STEVE INSKEEP, HOST:

People are drawn to stories. That's how we make sense of the world, including horrible events in the world. As novelists know, what really makes a story is why things happen. It's not just that events take place in a certain order. We want to know why they did. If a tornado strikes a town, we wonder why some houses fell and others did not. And after a gunman opened fire at a high school in Florida last week, we naturally asked why he would do that. Dr. William Reid knows how hard it is to answer that question. He is a forensic psychiatrist who spent more than 20 hours interviewing James Holmes, the man who killed 12 people at a theater in Aurora, Colo., in 2012.

After all of that time spent with Holmes and all of that time spent exploring the written and otherwise record of his past, did you feel you understood why he did what he did?

WILLIAM REID: Neither I nor anyone else understands the true why. We try very much to come to some resolution in our minds, something that helps us settle the why. But the actual why, really, in my view, can never be known. Folks talk about whys in terms of - and I'm speaking of Holmes now - a girlfriend breakup, wanting to have a legacy, or some government conspiracy, or the medication made him do it or evil made him do it. Those may be satisfying for those people to consider, but they don't really tell us why, and they don't help us with prediction or prevention very much.

INSKEEP: I think I'm beginning to understand what you're saying. Many people break up with a girlfriend and don't shoot up a movie theater or whatever. Many people have mental illness and never pose a threat to anyone. That's part of the problem here, isn't it?

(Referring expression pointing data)

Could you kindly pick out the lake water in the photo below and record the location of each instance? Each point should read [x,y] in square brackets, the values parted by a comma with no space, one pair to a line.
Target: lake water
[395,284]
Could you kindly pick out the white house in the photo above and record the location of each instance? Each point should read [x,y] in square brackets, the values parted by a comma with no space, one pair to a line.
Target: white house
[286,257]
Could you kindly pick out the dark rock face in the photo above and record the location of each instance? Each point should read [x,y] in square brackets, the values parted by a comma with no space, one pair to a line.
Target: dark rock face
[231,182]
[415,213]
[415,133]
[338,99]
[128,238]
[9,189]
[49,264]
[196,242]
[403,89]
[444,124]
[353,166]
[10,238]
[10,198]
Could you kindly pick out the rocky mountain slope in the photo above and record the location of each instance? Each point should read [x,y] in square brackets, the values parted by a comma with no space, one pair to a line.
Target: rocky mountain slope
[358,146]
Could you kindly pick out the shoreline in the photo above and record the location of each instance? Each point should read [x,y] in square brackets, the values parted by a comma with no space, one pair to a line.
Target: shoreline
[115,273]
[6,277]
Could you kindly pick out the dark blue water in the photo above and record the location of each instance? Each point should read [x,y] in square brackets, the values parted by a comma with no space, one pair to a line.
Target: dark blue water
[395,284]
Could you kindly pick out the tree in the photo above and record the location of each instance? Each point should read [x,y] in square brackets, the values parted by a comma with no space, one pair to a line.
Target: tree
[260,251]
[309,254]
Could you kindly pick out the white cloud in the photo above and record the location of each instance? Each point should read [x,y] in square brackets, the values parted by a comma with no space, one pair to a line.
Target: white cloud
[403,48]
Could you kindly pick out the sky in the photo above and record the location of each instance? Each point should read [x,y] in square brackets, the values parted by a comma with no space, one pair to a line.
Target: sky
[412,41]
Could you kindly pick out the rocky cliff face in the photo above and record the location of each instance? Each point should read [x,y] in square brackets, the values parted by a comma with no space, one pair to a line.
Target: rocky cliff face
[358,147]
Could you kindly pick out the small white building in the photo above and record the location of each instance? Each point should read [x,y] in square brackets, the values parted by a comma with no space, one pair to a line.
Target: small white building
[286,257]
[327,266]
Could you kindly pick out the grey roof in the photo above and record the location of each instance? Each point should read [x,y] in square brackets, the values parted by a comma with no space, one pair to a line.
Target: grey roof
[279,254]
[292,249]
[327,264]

» What this task involves: Please write the next part of the interview about the Aurora theater shooter.

» Written reply:
REID: You're exactly right. There is nothing that I've just mentioned that makes people or is reliably associated with people killing others. If I might talk about mental illness just a little bit - the mental illness is not very important in our preventing or predicting violence. Violent crime is very unusual in mentally ill people. After the fact, we see that some of the people who commit crimes like this are seriously mentally ill, but the assessment of that and the generalization of it to other mentally ill people is clouded by our social outrage and our finger-pointing. I am far more worried about substance abusers, and jealous husbands and ordinary crooks than I am about the mentally ill in terms of violence for myself or my family or my friends.

INSKEEP: Another question that has come up in this debate is whether this particular shooting could've been prevented because we have a young man who seems to have sent off many, many warning signs, and the FBI has acknowledged it did not follow its own protocols after being given some information. But it does raise a larger question. Do you think that someone about to commit a terrible act can typically be found out if just enough information was known?

REID: My view is, probably not, but when warning signs are discovered, then they should be reported and followed up as is appropriate for that situation. Holmes, for example, to get back to that - there was no reasonable way, in my opinion, that the shootings in the Aurora cinema could've been predicted or pinpointed. He spoke about his impulse to kill with mental health professionals, although in his words, he didn't tell them enough so that he would be locked up. Could things have been done differently? Sure. But looking for ways to monitor everyone so well that we always see the warning signs - A, I'm not sure we can do that, and B, I'm not sure that people here in the U.S. want to live in that kind of society. Again, those things are not up to me. I'm just a humble forensic psychiatrist.

INSKEEP: Dr. William Reid, thanks very much.

REID: Thank you, Steve.

INSKEEP: He interviewed James Holmes after the mass shooting in Colorado in 2012. Transcript provided by NPR, Copyright NPR.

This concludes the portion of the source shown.